**Dataset entries**
★ ★ ★

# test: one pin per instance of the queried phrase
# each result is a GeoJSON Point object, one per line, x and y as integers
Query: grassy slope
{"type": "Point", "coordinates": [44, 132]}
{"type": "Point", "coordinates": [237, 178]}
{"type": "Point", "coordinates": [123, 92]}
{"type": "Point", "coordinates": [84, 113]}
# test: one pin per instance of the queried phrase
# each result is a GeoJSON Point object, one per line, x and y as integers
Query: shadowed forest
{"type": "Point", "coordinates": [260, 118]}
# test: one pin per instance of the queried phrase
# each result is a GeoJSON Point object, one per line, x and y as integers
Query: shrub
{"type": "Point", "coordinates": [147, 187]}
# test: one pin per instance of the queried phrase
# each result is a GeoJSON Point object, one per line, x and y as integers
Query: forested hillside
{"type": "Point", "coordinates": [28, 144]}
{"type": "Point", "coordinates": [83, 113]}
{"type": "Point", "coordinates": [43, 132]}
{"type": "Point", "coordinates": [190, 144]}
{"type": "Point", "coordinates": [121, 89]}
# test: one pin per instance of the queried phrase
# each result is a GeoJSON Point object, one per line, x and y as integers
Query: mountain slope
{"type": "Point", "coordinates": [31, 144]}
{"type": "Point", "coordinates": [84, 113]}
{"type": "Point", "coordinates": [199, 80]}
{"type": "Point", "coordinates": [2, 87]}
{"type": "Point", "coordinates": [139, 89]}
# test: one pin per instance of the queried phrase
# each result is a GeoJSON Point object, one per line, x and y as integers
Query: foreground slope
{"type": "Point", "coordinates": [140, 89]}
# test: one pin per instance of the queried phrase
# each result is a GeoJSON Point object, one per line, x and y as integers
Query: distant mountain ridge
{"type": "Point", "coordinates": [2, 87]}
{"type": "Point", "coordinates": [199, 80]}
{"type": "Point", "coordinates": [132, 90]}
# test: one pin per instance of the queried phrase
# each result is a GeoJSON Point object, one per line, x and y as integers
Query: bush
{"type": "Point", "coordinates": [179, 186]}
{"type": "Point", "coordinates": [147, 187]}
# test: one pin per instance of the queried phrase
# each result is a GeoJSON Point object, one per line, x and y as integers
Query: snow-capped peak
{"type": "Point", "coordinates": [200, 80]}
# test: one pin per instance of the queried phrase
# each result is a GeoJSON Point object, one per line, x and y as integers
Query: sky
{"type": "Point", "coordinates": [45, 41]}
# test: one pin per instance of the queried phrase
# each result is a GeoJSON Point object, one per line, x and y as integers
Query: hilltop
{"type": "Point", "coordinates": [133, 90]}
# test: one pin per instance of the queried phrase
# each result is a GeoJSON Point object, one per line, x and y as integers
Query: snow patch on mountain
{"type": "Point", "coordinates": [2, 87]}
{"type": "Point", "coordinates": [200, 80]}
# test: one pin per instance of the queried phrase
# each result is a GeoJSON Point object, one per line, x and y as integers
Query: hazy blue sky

★ ★ ★

**Assignment**
Write out each entry above exactly as it is written.

**Written response**
# test: one pin per instance of the queried phrase
# each result is a GeoJSON Point object, one per line, x and y as integers
Query: grassy slope
{"type": "Point", "coordinates": [44, 132]}
{"type": "Point", "coordinates": [237, 178]}
{"type": "Point", "coordinates": [123, 92]}
{"type": "Point", "coordinates": [84, 113]}
# test: one pin per instance of the queried phrase
# each result is a GeoJSON Point object, one per line, x and y as integers
Query: shadowed forest
{"type": "Point", "coordinates": [260, 118]}
# test: one pin per instance of the queried phrase
# each result is a GeoJSON Point object, one per line, x and y as integers
Query: shrub
{"type": "Point", "coordinates": [147, 187]}
# test: one pin per instance of the queried phrase
# each result is a GeoJSON Point object, one per line, x and y as integers
Query: forested hillside
{"type": "Point", "coordinates": [28, 144]}
{"type": "Point", "coordinates": [83, 113]}
{"type": "Point", "coordinates": [43, 132]}
{"type": "Point", "coordinates": [190, 144]}
{"type": "Point", "coordinates": [121, 89]}
# test: one pin per instance of the queried phrase
# each result is a GeoJSON Point object, one per line, x and y as integers
Query: mountain slope
{"type": "Point", "coordinates": [31, 144]}
{"type": "Point", "coordinates": [84, 113]}
{"type": "Point", "coordinates": [199, 80]}
{"type": "Point", "coordinates": [2, 87]}
{"type": "Point", "coordinates": [139, 89]}
# test: one pin per instance of the queried phrase
# each result is a GeoJSON Point object, one per line, x and y as integers
Query: foreground slope
{"type": "Point", "coordinates": [140, 89]}
# test: one pin per instance of the queried phrase
# each result is a GeoJSON Point object, one per line, x and y as integers
Query: distant mountain ridge
{"type": "Point", "coordinates": [2, 87]}
{"type": "Point", "coordinates": [199, 80]}
{"type": "Point", "coordinates": [132, 90]}
# test: one pin per instance of the queried phrase
# each result is a GeoJSON Point object, one per line, x and y as integers
Query: bush
{"type": "Point", "coordinates": [179, 186]}
{"type": "Point", "coordinates": [147, 187]}
# test: one pin per instance of the queried phrase
# each result is a GeoJSON Point object, one per line, x and y as integers
Query: snow-capped peak
{"type": "Point", "coordinates": [200, 80]}
# test: one pin per instance of the queried phrase
# each result is a GeoJSON Point object, one per line, x and y as integers
Query: sky
{"type": "Point", "coordinates": [45, 41]}
# test: one pin per instance of the queried phrase
# each result is a GeoJSON Point object, one per line, x and y as integers
Query: hilltop
{"type": "Point", "coordinates": [133, 90]}
# test: one pin per instance of the queried phrase
# each result is a GeoJSON Point object, one per line, x and y as integers
Query: snow patch on mountain
{"type": "Point", "coordinates": [2, 87]}
{"type": "Point", "coordinates": [200, 80]}
# test: one pin per instance of the queried phrase
# each result is a GeoJSON Point object, one per line, x and y as integers
Query: hazy blue sky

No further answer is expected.